■ Potongan teks
+++++

AYAH Bunda, yuk kenalan lebih jauh dengan karakter anak kinestetik yang dikenal dengan si trouble maker. Perwitasari Mulyaningsih YKBH menuliskannya sebagai berikut.
Seorang bocah lanang usia 5 tahun berlari-lari di sepanjang gerbong kereta. Menyelinap di antara penumpang yang makin lama makin bertambah. Beruntung tidak terlalu padat seperti biasanya.
Semua orang cemas melihatnya. “Eh jangan ke pintu, nanti kejepit.” “Jangan jauh-jauh nanti hilang!” “Hei, jangan lari-lari nanti jatuh!” Dan beragam lontaran kekhawatiran penumpang lain
Semua penumpang mencari-cari yang mana ibunya. Sampai ada yang berteriak, “Ibunya mana nih? Anaknya dipangku dong!”
Ternyata ibunya seorang wanita paruh baya dengan wajah kusut terlihat lelah sesuai dengan ucapannya,
“Ya bu, saya udah capai deh megangin dia. Nggak bisa diam. Saya pegangin juga enggak mau. Nih, saya dicakarin. Kadang digigitin juga.”
Bener juga. Tidak lama anak itu berlari mendekat ke ibunya. Ibunya lalu menangkap dan segara memangku anak itu. Tapi si anak meronta, mencakar dan mengigit. Persis seperti yang ibunya tadi katakan.
Baca Juga: 16 Ciri-Ciri Anak Cerdas Kinestetik
Anak Kinestetik, Si Trouble Maker
Si ibu dengan suara mengiba berkata, seolah meminta pembenaran, “Tuh kan Bu, dia begini kalau dipangku.” Penumpang lain menatap ibu dan anaknya itu bergantian.
“Kalau saya sudah nggak sabar, jadinya saya empos deh dia,” ujarnya sambil geram akhirnya.
Saya yang duduk di sebelahnya mencoba menyapa si anak, “Hai, kamu namanya siapa? Kamu suka ya lari-lari di kereta?”

+++++

■ Tugas
Tulis kembali bagian teks tentang anak kinestetik mulai dari "Seorang bocah lanang" sampai dengan "padat seperti biasanya.". Ganti "bocah lanang" dengan "anak laki-laki".

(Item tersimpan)

+++++

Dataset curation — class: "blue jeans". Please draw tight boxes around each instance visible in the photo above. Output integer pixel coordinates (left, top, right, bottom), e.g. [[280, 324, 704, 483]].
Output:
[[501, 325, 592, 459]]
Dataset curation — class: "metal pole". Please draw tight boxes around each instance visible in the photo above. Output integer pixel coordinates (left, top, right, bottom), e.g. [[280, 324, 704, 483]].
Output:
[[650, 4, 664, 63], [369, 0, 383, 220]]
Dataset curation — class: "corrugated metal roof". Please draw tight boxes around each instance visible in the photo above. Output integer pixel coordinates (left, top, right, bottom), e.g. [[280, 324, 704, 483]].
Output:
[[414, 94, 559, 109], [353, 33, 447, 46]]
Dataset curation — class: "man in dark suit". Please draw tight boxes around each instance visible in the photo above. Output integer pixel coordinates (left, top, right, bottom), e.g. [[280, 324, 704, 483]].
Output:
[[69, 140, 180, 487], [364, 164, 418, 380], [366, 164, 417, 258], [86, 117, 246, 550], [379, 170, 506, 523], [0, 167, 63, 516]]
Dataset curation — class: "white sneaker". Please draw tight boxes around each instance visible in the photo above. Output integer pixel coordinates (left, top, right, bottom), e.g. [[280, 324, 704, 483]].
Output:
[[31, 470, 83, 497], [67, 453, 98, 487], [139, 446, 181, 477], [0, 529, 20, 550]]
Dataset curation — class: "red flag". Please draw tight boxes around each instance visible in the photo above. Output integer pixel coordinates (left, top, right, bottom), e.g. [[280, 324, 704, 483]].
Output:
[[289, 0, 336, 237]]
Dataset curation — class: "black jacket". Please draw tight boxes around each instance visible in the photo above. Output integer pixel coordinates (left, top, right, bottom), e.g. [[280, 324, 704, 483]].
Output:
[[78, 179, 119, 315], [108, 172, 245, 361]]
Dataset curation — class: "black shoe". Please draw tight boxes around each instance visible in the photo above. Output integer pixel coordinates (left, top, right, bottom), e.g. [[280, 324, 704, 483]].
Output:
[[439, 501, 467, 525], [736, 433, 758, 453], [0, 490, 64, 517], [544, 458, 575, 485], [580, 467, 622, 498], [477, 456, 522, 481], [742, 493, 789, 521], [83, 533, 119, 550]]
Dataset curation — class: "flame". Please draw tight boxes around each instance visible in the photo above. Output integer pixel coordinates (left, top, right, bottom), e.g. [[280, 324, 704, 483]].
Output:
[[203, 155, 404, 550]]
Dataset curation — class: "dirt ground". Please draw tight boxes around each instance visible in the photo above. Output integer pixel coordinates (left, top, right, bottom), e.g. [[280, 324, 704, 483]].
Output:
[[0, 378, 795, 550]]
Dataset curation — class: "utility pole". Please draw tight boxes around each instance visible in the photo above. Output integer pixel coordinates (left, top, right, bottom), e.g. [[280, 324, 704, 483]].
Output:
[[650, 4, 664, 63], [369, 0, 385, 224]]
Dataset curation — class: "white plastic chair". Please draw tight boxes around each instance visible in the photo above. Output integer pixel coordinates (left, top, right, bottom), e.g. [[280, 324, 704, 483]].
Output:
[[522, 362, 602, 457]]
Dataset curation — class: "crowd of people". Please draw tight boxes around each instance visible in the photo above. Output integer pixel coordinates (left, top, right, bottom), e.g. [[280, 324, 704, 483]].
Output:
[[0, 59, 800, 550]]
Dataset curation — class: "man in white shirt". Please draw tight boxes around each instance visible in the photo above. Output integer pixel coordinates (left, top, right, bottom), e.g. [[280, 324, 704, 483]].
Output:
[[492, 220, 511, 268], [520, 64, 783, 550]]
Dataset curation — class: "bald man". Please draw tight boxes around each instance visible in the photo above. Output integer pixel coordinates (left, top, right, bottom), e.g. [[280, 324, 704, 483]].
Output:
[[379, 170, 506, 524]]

+++++

■ Jawaban
Seorang anak laki-laki usia 5 tahun berlari-lari di sepanjang gerbong kereta. Menyelinap di antara penumpang yang makin lama makin bertambah. Beruntung tidak terlalu padat seperti biasanya.